To a much lesser extent, we offer a variety of consumer loans to individuals who reside or work in our market
area, including new
and used automobile loans, boat loans, recreational vehicle loans and loans secured by certificates of deposit. At December 31, 2017, our consumer loan portfolio totaled $1.2 million, or
0.2% of our total loan portfolio. At this date, $224,000 of our consumer loans were unsecured.
Consumer
loans generally have shorter terms to maturity, which reduces our exposure to changes in interest rates. In addition, management believes that offering consumer loan products
helps to expand and create stronger ties to our existing customer base by increasing the number of customer relationships and providing cross-marketing opportunities.
Consumer
and other loans generally have greater risk compared to longer-term loans secured by improved, owner-occupied real estate, particularly consumer loans that are secured by
rapidly depreciable assets, such as automobiles. In these cases, any repossessed collateral for a defaulted loan may not provide an adequate source of repayment of the outstanding loan balance. As a
result, consumer loan collections are primarily dependent on the borrower's continuing financial stability and thus are more likely to be adversely affected by job loss, divorce, illness or personal
bankruptcy.
Originations, Sales and Purchases of Loans
Most of our loan originations are generated by our loan personnel operating at our corporate headquarters and banking office locations,
including loan offices. All loans we originate are underwritten pursuant to our policies and procedures. While we originate both fixed-rate and adjustable-rate loans, our ability to generate each type
of loan depends upon relative borrower demand and the pricing levels as set in the local marketplace by competing banks, thrifts, credit unions, and mortgage banking companies. Our volume of real
estate loan originations is influenced significantly by market interest rates, and, accordingly, the volume of our real estate loan originations can vary from period to period.

Dataset entries:

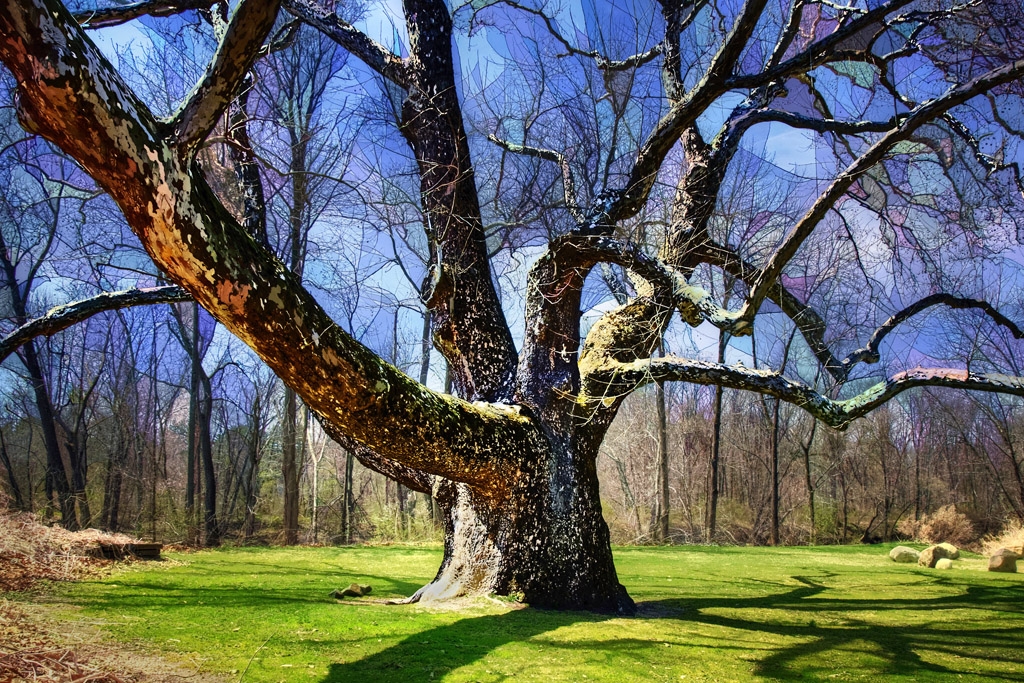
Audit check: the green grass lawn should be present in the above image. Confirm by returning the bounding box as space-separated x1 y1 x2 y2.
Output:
26 546 1024 683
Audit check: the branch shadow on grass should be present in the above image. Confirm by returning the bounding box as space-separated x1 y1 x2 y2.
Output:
322 574 1024 683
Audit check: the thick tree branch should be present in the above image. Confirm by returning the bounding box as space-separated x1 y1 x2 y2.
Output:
579 356 1024 429
170 0 280 159
606 0 911 224
72 0 219 29
700 242 849 382
731 59 1024 327
487 135 584 221
743 110 906 135
0 0 545 498
489 0 665 72
843 293 1024 373
726 0 913 89
0 285 191 362
282 0 410 88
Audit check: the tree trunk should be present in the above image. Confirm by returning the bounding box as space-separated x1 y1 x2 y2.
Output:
770 398 780 546
181 303 202 543
705 331 728 543
411 436 635 613
22 342 80 530
0 430 24 510
281 387 299 546
199 373 220 548
655 382 670 543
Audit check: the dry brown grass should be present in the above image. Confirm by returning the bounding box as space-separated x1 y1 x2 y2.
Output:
0 600 126 683
0 510 134 591
896 505 978 549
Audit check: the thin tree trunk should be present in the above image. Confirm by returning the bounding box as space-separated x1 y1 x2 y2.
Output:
22 342 80 530
654 382 670 543
281 386 299 546
770 398 781 546
200 373 220 548
0 430 26 510
182 303 202 544
705 331 729 543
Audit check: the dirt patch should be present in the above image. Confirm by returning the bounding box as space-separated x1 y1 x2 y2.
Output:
0 599 226 683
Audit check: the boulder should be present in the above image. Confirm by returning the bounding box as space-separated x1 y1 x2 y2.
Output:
331 584 374 600
918 546 949 568
988 548 1020 573
889 546 921 563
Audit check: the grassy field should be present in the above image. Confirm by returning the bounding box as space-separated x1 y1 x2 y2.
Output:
25 546 1024 683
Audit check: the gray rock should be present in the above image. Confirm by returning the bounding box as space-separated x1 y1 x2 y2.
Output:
331 584 374 600
988 548 1020 573
918 546 949 568
889 546 921 563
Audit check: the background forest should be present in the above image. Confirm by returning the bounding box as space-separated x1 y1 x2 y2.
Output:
0 3 1024 545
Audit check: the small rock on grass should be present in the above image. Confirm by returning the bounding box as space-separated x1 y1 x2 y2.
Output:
889 546 921 562
918 546 949 568
988 548 1020 573
331 584 374 600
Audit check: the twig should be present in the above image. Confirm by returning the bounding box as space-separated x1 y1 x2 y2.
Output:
239 633 274 683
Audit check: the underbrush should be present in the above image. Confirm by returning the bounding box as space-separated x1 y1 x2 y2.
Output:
0 507 135 592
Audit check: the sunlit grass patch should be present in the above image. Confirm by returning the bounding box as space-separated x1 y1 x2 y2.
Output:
22 546 1024 683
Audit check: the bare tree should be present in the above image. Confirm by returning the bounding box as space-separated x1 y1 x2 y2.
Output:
6 0 1024 611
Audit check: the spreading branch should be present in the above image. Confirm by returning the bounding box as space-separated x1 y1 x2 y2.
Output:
170 0 280 158
487 135 584 222
732 59 1024 334
72 0 219 29
843 293 1024 372
492 0 665 72
0 0 545 499
580 356 1024 429
0 285 191 362
282 0 410 88
603 0 911 222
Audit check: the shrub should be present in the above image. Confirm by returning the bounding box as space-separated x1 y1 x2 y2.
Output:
982 519 1024 555
916 505 978 547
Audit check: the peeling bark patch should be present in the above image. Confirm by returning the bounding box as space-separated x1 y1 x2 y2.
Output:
217 280 252 314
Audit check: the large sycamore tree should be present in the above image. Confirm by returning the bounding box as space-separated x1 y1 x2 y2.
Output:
0 0 1024 612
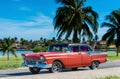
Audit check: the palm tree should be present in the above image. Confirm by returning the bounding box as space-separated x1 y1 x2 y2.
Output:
102 9 120 56
53 0 98 42
2 38 17 60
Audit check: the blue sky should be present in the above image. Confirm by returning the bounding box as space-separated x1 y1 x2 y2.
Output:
0 0 120 40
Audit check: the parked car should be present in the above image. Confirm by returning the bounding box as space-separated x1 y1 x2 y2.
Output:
22 44 107 74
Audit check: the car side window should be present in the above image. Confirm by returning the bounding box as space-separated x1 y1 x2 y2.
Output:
80 46 89 52
71 46 79 52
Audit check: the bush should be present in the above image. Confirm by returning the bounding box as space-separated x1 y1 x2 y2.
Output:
97 75 120 79
32 46 48 52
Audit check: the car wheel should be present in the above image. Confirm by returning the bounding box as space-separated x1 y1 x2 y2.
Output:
29 67 41 74
89 61 99 70
72 67 78 71
49 61 62 73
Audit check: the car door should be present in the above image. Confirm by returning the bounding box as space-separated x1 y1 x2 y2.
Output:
67 45 81 67
80 45 91 66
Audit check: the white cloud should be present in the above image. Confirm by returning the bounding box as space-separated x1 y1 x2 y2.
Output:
12 0 22 2
0 14 56 40
19 6 32 11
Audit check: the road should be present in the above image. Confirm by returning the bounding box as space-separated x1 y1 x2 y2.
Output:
0 60 120 79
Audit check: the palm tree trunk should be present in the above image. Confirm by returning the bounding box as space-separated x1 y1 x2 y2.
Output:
116 47 119 56
7 52 9 60
73 30 78 43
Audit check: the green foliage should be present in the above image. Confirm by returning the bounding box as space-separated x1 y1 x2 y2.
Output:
0 56 23 70
33 46 48 52
102 9 120 56
54 0 98 43
97 75 120 79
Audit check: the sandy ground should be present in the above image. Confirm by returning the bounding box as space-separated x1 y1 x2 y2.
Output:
0 67 120 79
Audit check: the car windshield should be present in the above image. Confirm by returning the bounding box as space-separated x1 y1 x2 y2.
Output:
48 44 68 52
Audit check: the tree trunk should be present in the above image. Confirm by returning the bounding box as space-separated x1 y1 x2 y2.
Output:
73 30 78 43
116 47 119 56
7 52 9 60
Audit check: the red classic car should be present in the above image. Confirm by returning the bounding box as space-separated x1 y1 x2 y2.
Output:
22 44 107 74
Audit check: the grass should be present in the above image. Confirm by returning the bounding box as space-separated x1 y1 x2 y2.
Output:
0 53 120 70
0 56 23 70
108 53 120 60
97 75 120 79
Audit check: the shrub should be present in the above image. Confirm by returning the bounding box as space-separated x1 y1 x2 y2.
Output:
32 46 48 52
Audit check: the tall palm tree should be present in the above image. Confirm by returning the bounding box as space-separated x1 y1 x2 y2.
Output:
2 38 17 60
102 9 120 56
53 0 98 42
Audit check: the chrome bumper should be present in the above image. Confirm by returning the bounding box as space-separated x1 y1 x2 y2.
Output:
22 61 52 69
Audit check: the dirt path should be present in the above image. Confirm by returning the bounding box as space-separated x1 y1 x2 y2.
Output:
0 60 120 79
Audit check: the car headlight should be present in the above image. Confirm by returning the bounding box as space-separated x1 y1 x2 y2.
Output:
40 56 45 62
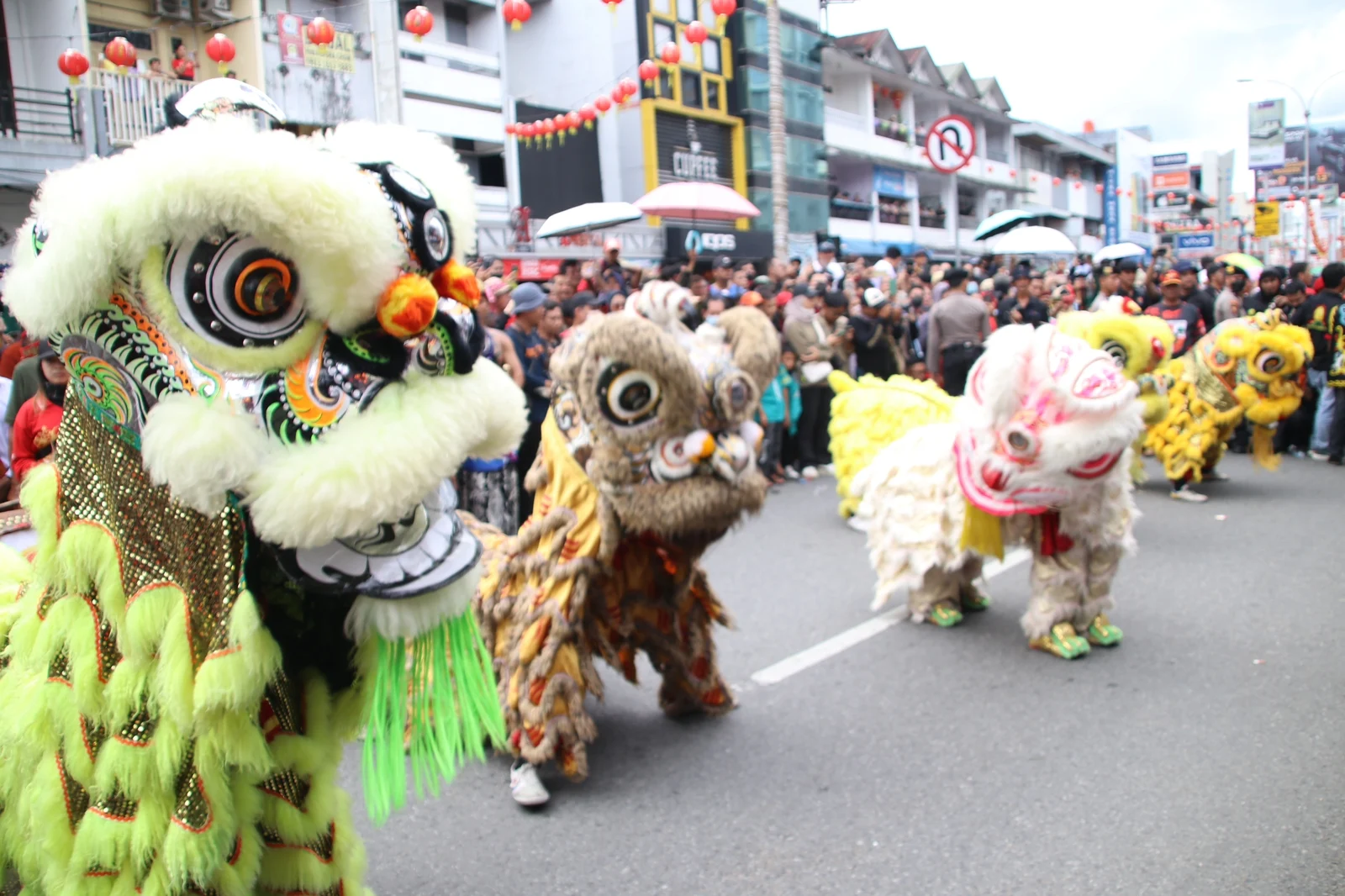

**PROBLEMS**
**1.** Using the bank loan passage, answer:
(a) What was the total of the consumer loan portfolio at December 31, 2017, and what share of the total loan portfolio did it represent?
(b) Who generates most of the loan originations?
(c) What significantly influences the volume of real estate loan originations?
**2.** From the bank loan passage, list every kind of competing institution that sets pricing levels in the local marketplace.

**SOLUTIONS TO EACH TASK**
**1.**
(a) $1.2 million, or 0.2% of the total loan portfolio.
(b) Loan personnel operating at the corporate headquarters and banking office locations, including loan offices.
(c) Market interest rates.

**2.**
- Banks
- Thrifts
- Credit unions
- Mortgage banking companies